### PROBLEM DESCRIPTION
Rescale the rows below from the line with "The component shall mark a point on the church, providing" up to and including their final line: reproduce only these lines, requests included, multiplying every point coordinate in the answers by 1.1 and rounding to whole numbers, with halves rounded up. Numbers in the requests and their format samples stay unchanged.

### ENTRIES PROVIDED
= = = = = = =

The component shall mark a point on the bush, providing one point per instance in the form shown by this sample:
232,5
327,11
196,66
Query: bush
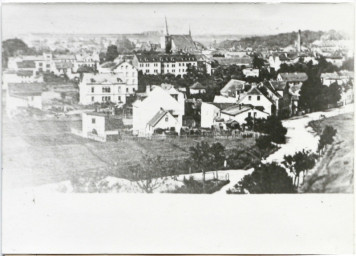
266,178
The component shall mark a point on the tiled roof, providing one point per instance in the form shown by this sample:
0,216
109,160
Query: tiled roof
197,85
24,73
157,117
236,109
184,42
233,85
26,64
62,65
294,77
165,58
234,61
25,89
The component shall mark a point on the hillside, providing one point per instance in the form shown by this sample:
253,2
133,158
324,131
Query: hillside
281,40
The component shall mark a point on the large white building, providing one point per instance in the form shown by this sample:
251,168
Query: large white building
162,108
124,70
153,64
104,88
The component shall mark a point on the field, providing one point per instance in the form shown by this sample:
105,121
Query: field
334,173
42,152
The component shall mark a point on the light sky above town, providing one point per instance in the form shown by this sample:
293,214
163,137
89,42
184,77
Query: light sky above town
204,18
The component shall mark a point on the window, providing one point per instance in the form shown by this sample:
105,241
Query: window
106,89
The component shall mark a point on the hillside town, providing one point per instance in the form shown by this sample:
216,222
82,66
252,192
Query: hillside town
188,110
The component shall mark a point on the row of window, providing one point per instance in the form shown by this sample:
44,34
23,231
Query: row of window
108,89
250,97
105,98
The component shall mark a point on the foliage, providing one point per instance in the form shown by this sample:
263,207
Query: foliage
192,186
271,126
301,161
327,137
348,64
13,47
111,53
266,178
150,174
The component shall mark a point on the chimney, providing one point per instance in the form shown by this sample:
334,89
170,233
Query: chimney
299,41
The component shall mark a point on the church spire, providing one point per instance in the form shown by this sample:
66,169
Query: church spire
167,34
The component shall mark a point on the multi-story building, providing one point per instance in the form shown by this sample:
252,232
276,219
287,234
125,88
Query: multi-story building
154,64
103,88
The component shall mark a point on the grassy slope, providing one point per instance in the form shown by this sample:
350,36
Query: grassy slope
334,173
40,152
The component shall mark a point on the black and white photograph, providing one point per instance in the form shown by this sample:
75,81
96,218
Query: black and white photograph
226,100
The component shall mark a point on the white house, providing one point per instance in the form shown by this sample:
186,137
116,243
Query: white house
98,126
233,87
23,95
240,112
251,72
103,88
217,114
146,112
21,76
154,64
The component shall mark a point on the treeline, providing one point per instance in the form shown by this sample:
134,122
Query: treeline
280,40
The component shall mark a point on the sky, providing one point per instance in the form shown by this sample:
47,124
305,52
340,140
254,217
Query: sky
203,18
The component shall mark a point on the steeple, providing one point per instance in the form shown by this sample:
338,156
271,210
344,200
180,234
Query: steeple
167,34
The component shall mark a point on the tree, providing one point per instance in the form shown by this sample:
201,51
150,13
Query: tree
111,53
266,178
257,62
301,161
206,157
150,174
326,138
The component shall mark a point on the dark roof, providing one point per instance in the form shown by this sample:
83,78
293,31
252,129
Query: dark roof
24,73
197,85
221,105
234,85
26,64
183,42
278,85
25,89
233,61
165,57
294,77
108,64
62,65
157,117
113,123
236,109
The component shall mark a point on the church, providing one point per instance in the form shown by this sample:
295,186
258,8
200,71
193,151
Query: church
178,43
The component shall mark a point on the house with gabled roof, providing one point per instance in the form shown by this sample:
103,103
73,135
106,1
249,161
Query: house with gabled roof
233,87
148,111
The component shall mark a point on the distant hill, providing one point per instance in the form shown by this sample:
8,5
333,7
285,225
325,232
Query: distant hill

= = = = = = =

### ANSWER BELOW
The component shall mark a point on the church, providing one point per instance in the form shown by this sample:
295,186
258,8
200,71
193,151
Query: church
196,47
The component shall mark a point on the house with gabled roof, providing one point per instance in the form shown by this sample:
103,103
73,135
106,1
249,161
Query: house with gabled roof
256,96
163,122
The component shall mark a point on the distant hill, providing one point per instance in the form shown by this sample:
8,5
333,7
285,225
325,232
Query: distant hill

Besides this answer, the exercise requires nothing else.